SET TASK 1: Please output the section of the potty-training passage below that runs from "But that was" up to and including "a normal day.", word for word.

▬▬▬

But that was the eye of the storm, turns out. Because then Lucy woke up. SCREAMING. Had to eat rightnow/rightnow/rightnow!!!! And back on went the cartoons... It was about 6:00pm, and the end of my goodwill was beginning. Joe would've been home by now on a normal day.
And then Noah started bossing me around about his diaper: He had pooped in his diaper, but there was MORE poop, so change my diaper NOW! Change it NOW! Emergency!!
And though it was getting late, and I was a bit worn down, I still had a bit of calm left from that eye of the storm earlier, so I thought (oh, foolish woman), "He has MORE poop? PERFECT chance to practice some potty training! Perfect!"
Somehow, I even got him EXCITED to try. Don't ask me how--- that's always been half the battle, the pre-trying motivation. But somehow I got him pumped to come upstairs, take off his stinky diaper, and sit on the potty to try some more. I had all the right excited faces and voices to show him, all the old bribes we'd talked about got re-introduced... we were on a roll. Lucy even chilled out on the carpet and cooed while I worked with Noah.

▬▬▬

SET TASK 2: Return the lines of the records below verbatim, from the line with "Pretty please, detect the dog's matted" up to and including the line with "[10,66,199,309]", and nothing else.

ENTRIES SUPPLIED:
▬▬▬

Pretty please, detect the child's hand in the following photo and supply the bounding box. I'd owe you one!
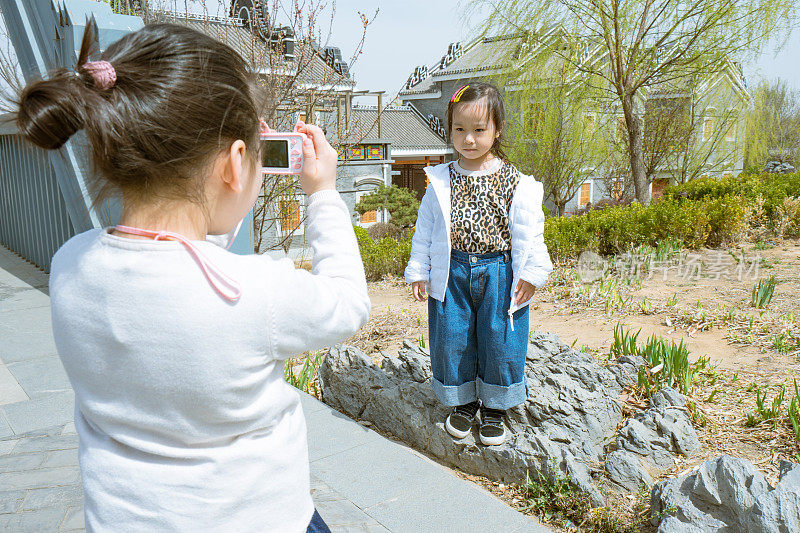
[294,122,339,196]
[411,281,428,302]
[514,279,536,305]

▬▬▬

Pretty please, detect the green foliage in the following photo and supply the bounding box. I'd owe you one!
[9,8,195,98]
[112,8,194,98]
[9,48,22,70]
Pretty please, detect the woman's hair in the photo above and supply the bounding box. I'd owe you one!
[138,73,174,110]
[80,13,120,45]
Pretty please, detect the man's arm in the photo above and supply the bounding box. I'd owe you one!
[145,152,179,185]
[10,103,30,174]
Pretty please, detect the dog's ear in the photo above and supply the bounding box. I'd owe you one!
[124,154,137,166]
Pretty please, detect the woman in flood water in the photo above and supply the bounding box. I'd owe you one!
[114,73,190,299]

▬▬▬

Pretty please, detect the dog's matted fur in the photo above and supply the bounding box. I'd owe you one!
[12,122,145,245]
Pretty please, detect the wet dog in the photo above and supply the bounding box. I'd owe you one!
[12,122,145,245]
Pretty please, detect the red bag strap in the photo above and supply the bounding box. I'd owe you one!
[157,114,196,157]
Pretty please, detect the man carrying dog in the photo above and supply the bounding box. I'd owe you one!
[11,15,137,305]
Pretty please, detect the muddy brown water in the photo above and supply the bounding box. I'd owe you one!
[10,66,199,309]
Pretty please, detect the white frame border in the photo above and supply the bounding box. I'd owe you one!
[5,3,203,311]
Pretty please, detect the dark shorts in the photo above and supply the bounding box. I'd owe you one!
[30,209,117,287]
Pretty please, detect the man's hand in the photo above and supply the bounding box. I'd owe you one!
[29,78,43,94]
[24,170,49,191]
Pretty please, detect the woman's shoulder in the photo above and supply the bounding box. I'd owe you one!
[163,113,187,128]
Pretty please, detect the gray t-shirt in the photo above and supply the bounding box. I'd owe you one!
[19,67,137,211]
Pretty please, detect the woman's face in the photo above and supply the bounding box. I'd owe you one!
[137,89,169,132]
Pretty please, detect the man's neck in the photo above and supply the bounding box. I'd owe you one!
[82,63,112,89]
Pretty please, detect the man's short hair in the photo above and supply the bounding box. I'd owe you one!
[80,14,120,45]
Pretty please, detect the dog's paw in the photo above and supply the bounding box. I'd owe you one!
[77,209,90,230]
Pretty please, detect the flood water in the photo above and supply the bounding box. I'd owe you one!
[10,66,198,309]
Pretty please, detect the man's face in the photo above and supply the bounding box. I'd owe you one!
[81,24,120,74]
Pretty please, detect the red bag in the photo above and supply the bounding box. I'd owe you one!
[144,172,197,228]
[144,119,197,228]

▬▬▬

WRITTEN RESPONSE 1:
But that was the eye of the storm, turns out. Because then Lucy woke up. SCREAMING. Had to eat rightnow/rightnow/rightnow!!!! And back on went the cartoons... It was about 6:00pm, and the end of my goodwill was beginning. Joe would've been home by now on a normal day.

WRITTEN RESPONSE 2:
Pretty please, detect the dog's matted fur in the photo above and supply the bounding box. I'd owe you one!
[12,122,145,245]
Pretty please, detect the wet dog in the photo above and supply the bounding box. I'd owe you one!
[12,122,145,245]
Pretty please, detect the red bag strap in the photo above and supply the bounding box. I'd owe you one!
[157,114,196,157]
Pretty please, detect the man carrying dog in the photo above and supply the bounding box. I'd owe you one!
[11,15,137,305]
Pretty please, detect the muddy brown water in the photo above and supply the bounding box. I'd owe you one!
[10,66,199,309]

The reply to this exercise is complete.